### [To be done]
Reproduce every line of the data below word for word.

### [Records for this exercise]
## BEGIN
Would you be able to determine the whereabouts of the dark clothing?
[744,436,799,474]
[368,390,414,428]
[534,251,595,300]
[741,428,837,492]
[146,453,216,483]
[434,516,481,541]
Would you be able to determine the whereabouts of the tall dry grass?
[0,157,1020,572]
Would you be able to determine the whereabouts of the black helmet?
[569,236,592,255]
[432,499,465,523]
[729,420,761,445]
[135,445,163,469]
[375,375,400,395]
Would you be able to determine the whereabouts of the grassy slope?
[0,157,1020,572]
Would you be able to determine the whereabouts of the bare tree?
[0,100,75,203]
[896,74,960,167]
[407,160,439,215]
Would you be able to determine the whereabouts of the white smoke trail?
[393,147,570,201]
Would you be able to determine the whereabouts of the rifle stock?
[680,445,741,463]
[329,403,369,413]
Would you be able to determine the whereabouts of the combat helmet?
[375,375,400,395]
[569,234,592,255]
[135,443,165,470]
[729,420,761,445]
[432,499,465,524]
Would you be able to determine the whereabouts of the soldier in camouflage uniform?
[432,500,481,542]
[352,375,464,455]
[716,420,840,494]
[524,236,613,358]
## END
### [The reply]
Would you be able to determine the whereabouts of the dark clothing?
[744,436,799,474]
[368,390,414,428]
[534,251,595,300]
[741,428,837,492]
[146,453,216,483]
[434,516,481,541]
Would you be able to determine the whereabouts of the tall dry grass?
[0,157,1020,572]
Would you be able to determine the whereabouts of the black helmet?
[569,236,592,255]
[432,499,465,523]
[729,420,761,445]
[135,445,163,469]
[375,375,400,395]
Would you be able to determine the whereabouts of the grassy slope?
[0,157,1020,572]
Would you be able to determine the whereabouts of the bare tree?
[0,100,75,203]
[896,74,960,167]
[407,160,439,215]
Would you be able to determine the whereabouts of the white smoke trail?
[393,147,570,201]
Would you be able to determine the whereabouts of the rifle stock?
[680,445,741,463]
[329,403,369,413]
Would you be able to determine the whereabouts of the combat helmet?
[375,375,400,395]
[569,234,592,255]
[135,443,165,470]
[729,420,761,445]
[432,499,465,524]
Would you be able to determine the whereabouts of the soldier in camouflage uniform?
[432,500,481,542]
[352,375,464,455]
[716,420,840,494]
[524,236,613,358]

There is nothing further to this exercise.